Written exercise. Return every item below verbatim, reproducing each line unchanged.
────
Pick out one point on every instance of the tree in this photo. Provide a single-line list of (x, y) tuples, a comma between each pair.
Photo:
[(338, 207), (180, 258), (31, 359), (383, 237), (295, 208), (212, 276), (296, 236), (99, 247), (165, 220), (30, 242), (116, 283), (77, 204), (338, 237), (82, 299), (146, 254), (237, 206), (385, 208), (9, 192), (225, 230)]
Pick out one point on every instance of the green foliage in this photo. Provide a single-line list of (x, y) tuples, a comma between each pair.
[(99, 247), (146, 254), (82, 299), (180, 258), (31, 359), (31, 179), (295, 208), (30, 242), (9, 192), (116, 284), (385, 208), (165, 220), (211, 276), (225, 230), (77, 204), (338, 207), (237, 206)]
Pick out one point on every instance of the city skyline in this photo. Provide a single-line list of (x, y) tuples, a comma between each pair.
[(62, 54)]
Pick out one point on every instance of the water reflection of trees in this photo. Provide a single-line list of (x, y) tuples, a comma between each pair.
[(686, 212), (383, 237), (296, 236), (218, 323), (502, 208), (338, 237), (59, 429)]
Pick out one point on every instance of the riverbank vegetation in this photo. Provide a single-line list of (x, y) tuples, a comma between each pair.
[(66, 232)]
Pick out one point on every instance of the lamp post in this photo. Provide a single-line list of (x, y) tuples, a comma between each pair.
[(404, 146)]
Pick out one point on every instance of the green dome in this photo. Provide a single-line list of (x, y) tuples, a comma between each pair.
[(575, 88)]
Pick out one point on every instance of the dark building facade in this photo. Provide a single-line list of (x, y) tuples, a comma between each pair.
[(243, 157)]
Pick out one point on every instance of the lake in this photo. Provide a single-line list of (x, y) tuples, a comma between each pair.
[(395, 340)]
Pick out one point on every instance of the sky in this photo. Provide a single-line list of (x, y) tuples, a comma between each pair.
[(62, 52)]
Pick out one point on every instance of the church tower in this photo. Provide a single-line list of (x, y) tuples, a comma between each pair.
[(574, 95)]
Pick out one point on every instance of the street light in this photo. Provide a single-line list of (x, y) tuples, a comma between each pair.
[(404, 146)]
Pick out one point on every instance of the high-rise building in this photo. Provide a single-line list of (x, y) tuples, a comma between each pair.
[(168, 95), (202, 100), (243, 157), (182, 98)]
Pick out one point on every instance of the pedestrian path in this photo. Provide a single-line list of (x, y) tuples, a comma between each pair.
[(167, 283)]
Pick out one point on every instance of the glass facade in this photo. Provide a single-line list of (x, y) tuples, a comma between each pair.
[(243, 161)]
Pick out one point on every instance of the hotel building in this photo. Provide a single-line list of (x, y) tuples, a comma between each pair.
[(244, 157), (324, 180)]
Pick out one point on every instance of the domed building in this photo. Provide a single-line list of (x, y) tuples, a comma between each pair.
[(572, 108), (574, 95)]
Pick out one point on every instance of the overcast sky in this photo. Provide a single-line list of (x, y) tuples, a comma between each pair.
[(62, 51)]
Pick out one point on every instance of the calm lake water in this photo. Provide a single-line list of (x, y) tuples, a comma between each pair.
────
Worked solution.
Pick out one point on every instance of the tree in this photo. Provide a single-line list of (x, y) tuples, a comma between each pair.
Photo:
[(338, 207), (180, 258), (31, 359), (383, 237), (295, 208), (212, 276), (296, 236), (99, 247), (165, 220), (30, 242), (116, 283), (77, 204), (338, 237), (82, 299), (146, 254), (237, 206), (385, 208), (9, 192), (225, 230)]
Pick out one point on every instance of the green foliage in this photo. Provide a single-line list of (x, y) tuples, a comma between each pair.
[(99, 247), (146, 254), (82, 299), (180, 258), (31, 359), (31, 179), (295, 208), (30, 242), (9, 192), (116, 284), (385, 208), (165, 220), (211, 276), (225, 230), (77, 204), (338, 207), (237, 206)]
Pick out one point on every instance of the city skyline in this photo. Provide a single-line list of (x, y) tuples, a comma between each pair.
[(62, 54)]
Pick out one point on every instance of the water reflection of trees in this photo. Provide a single-line list of (x, y) tuples, a comma between each pair.
[(686, 212), (383, 237), (296, 236), (218, 323), (502, 208), (338, 237), (59, 429)]
Pick out one point on every instance of the riverbank vegetation in this photo. Provide a single-line list of (x, y) tuples, a comma between each pair.
[(66, 232)]
Pick out one point on every instance of the lamp post in this photo. Provide a single-line list of (x, y) tuples, a comma between each pair.
[(404, 146)]
Pick out one point on every instance of the green dome in this photo. Provide a single-line list of (x, y) tuples, a comma between each pair.
[(575, 88)]
Pick out one point on every instance of the dark building facade in this photo. Provide a single-line list of (x, y) tuples, a comma between each pair.
[(243, 157)]
Pick out one point on every instance of the lake in this photo. Provide a single-line list of (x, y) tuples, a comma between each pair.
[(395, 340)]
Pick out one point on every instance of the sky in this photo. Provide a single-line list of (x, y) tuples, a comma between each pair.
[(62, 52)]
Pick out one point on every instance of the church tower in this photo. Provide a single-line list of (x, y) tuples, a comma between each pair.
[(574, 95)]
Pick out one point on every instance of the street light in this photo. Provide a single-line list of (x, y) tuples, a comma between each pair.
[(404, 146)]
Pick out one point on every instance of the high-rise building in this photo. Provide a single-line list of (x, y) tuples, a comma between each pair.
[(168, 95), (202, 100), (243, 157), (182, 98)]
Pick out one point on every instance of the pedestrian path in this photo. Provide a single-line list of (x, y) tuples, a comma between each pair.
[(167, 283)]
Pick out one point on every instance of the glass facade in this photo. Provide a single-line list of (x, y) tuples, a comma between each pair.
[(243, 161)]
Pick out one point on every instance of the hotel building in this photo. Provide a single-line list of (x, y) tuples, a comma between each pair.
[(244, 157), (324, 180)]
Pick out one point on every instance of the domed building in this photo. Provide a single-line list of (x, y) tuples, a comma between each pair.
[(572, 108), (574, 95)]
Pick out one point on every instance of the overcast sky in this photo. Provide a single-line list of (x, y) tuples, a comma between each pair.
[(62, 51)]
Pick out one point on every instance of the calm lake water in this photo. Provide a single-line list of (x, y) tuples, a comma between each pair.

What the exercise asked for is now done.